— BEGIN —

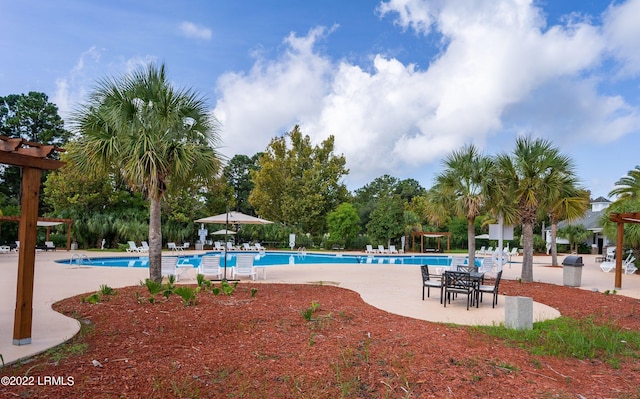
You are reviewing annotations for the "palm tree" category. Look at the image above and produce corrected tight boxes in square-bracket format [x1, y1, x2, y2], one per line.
[494, 137, 574, 282]
[69, 64, 220, 281]
[609, 166, 640, 200]
[430, 145, 493, 265]
[558, 224, 592, 254]
[546, 176, 590, 266]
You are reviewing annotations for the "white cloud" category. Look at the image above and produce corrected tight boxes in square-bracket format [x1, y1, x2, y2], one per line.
[214, 0, 640, 188]
[51, 47, 101, 120]
[180, 21, 212, 40]
[604, 0, 640, 75]
[214, 28, 332, 157]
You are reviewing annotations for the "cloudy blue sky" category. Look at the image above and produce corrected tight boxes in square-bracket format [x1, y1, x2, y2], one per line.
[0, 0, 640, 197]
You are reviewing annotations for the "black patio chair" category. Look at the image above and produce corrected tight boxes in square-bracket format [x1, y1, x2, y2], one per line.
[444, 271, 478, 310]
[420, 265, 442, 303]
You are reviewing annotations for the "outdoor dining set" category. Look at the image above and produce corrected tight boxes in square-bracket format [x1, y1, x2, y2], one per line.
[420, 261, 502, 310]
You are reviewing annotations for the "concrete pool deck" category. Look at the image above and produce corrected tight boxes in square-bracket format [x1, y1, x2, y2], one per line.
[0, 251, 640, 363]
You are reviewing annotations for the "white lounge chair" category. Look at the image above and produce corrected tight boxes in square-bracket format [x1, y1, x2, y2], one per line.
[127, 241, 141, 252]
[242, 242, 256, 251]
[198, 255, 222, 278]
[227, 241, 240, 251]
[233, 254, 256, 280]
[160, 256, 182, 281]
[600, 253, 638, 274]
[622, 256, 638, 274]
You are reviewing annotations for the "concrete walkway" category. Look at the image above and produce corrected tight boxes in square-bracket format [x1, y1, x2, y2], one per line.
[0, 251, 640, 363]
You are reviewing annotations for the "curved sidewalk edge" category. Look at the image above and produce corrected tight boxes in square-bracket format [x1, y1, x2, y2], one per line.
[0, 251, 640, 364]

— END —

Reproduce every record above word for word, and leave the pictures out.

You are reviewing annotations for the "palm tree" category. Look at the image above and produce corrected tight boxes in square-bracket format [x1, y1, x2, y2], one per line.
[494, 137, 574, 282]
[69, 64, 220, 281]
[609, 166, 640, 200]
[430, 145, 493, 265]
[558, 224, 592, 254]
[546, 176, 590, 266]
You are reviewing annotations for the "white cloud" category. Look at the image above and produce corrected tight boxes in square-bracket format [x1, y1, x2, y2], one per line.
[214, 0, 640, 188]
[51, 47, 101, 120]
[180, 21, 212, 40]
[604, 0, 640, 75]
[214, 28, 332, 157]
You are reviewing annotations for the "cloudy blue sky" category. Look at the image above and produce corrected tight boxes in square-bracket format [x1, y1, x2, y2], one per line.
[0, 0, 640, 197]
You are reviewing annotations for the "black patio chair" category. Look at the image above and produce corrected tight boxes in square-bracket format [x1, y1, x2, y2], one per line.
[444, 271, 478, 310]
[420, 265, 442, 303]
You are reviewing annotations for the "outdoor dining set" category. Look at the image above and produce corrected tight boxes in square-bracket format [x1, y1, x2, y2], one per line.
[420, 261, 502, 310]
You are reviewing annotations for the "concrete pool deck" category. Look at the image above and produce corrected tight boxes in square-bracket format [x1, y1, x2, y2], one per line.
[0, 251, 640, 363]
You are reviewing annotations for the "white lounge chair" category. Look at the image above and produce corrected tight boxes in square-bracket format [x1, y1, x2, y2], one per line.
[127, 241, 141, 252]
[242, 242, 256, 251]
[198, 255, 222, 278]
[227, 241, 240, 251]
[233, 254, 256, 280]
[160, 256, 182, 281]
[600, 253, 638, 274]
[622, 256, 638, 274]
You are reviewing annotations for the "concrete walkway" category. Look at the image above and produce corrected tight boxes in square-bracket format [x1, y1, x2, y2], one per line.
[0, 251, 640, 363]
You are reviewing annotations for the "curved sidewalk edge" category. Look at the image above and produce corrected tight boxes in square-bracket format [x1, y1, x2, y2], one per line.
[0, 251, 640, 364]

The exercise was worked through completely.